Objectifs
1. Extrayez mot pour mot, s'il vous plaît, la partie du passage qui va de « Il y a un autre » à « de comprendre pourquoi. ».
2. Dites par oui ou par non si chaque affirmation concorde avec le passage, en citant mot pour mot les termes du passage qui tranchent.
(a) La CAQ est arrivée au pouvoir en 2018.
(b) Gaétan Barrette est devenu ministre en 2020.
(c) Les partisans de l'économie sociale occupent pour la plupart l'exécutif de la CSN.

Passage du texte
....
La CAQ, arrivée au pouvoir en 2018, n’a procédé à aucun changement important dans le réseau de la santé et des services sociaux sauf un rehaussement du personnel dans les équipes d’intervention sociale des CIUSSS et des centres jeunesse après la mort de la petite fille de Granby en 2018. Même après l’hécatombe gériatrique du printemps 2020, il n’y a pas eu de véritables réorganisations pour rapprocher le réseau de la santé et services sociaux des enjeux réels présents dans la communauté. Bryan Miles prétend qu’il y a une hausse de 25% dans le budget global de l’État mais il y a fort à parier que cette hausse n’a pas eu vraiment d’effets directs sur les services en aide à la communauté. (Le Devoir, 1er octobre) La CAQ fait du mimétisme des gouvernements précédents dans le secteur public. Elle dessine sans grande originalité sur les contours dessinés par le parti libéral (Il ne faut pas oublier que Gaétan Barrette est presque devenu ministre en 2020 pendant la pandémie). Les Maisons des Aîné.e.s de Madame Blais sont devenus des exemples négatifs de ce qui ne marche plus dans le réseau de la santé des services. Alors que les ressources pour aînées ont été les principales cibles des mesures d’austérité depuis près de 30 ans, les Maisons des aînés deviennent des solutions dérisoires pour combler les besoins de plus en plus grandissant chez les personnes ainées et ce particulièrement depuis le début de la pandémie.
Il y a un autre déterminant à ressortir pour comprendre la régression actuelle dans le secteur public et particulièrement dans le réseau de la santé et des services sociaux : la faible riposte des organisations syndicales qui doivent être la risée des négociateurs patronaux de la CAQ. Avec les années depuis le sommet socio-économique de 1995, l’orientation social-libérale dominante dans le mouvement syndical a perdu énormément de force et de légitimité auprès de l’État québécois. Il faudrait prendre le temps ici de comprendre pourquoi.
Depuis le sommet socio-économique de 1995, une division s’est effectué au sein de la CSN entre les partisans et les adversaires de l’économie sociale. Les partisans de l’économie sociale occupent, pour la plupart l’exécutif de la CSN et le service de recherche. Ils rédigent à tout rompre des textes et des analyses disant essentiellement que l’État n’est plus en mesure de répondre à nos attentes dans la société. La société civile doit cesser de recourir à l’État et il doit générer lui-même les moyens pour renforcir le tissu social, en particulier par la création d’emploi. Certains diront que notre analyse manque peut-être certaines nuances, mais c’est de cette manière que nous pouvons comprendre l’essentiel du projet d’économie sociale.
....
Données extraites
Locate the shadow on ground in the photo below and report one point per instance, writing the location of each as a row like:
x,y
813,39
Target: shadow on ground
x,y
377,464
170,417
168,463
....
Réponses aux tâches
1.
Il y a un autre déterminant à ressortir pour comprendre la régression actuelle dans le secteur public et particulièrement dans le réseau de la santé et des services sociaux : la faible riposte des organisations syndicales qui doivent être la risée des négociateurs patronaux de la CAQ. Avec les années depuis le sommet socio-économique de 1995, l’orientation social-libérale dominante dans le mouvement syndical a perdu énormément de force et de légitimité auprès de l’État québécois. Il faudrait prendre le temps ici de comprendre pourquoi.

2.
(a) Oui : « La CAQ, arrivée au pouvoir en 2018 ».
(b) Non : « Gaétan Barrette est presque devenu ministre en 2020 ».
(c) Oui : « Les partisans de l’économie sociale occupent, pour la plupart l’exécutif de la CSN ».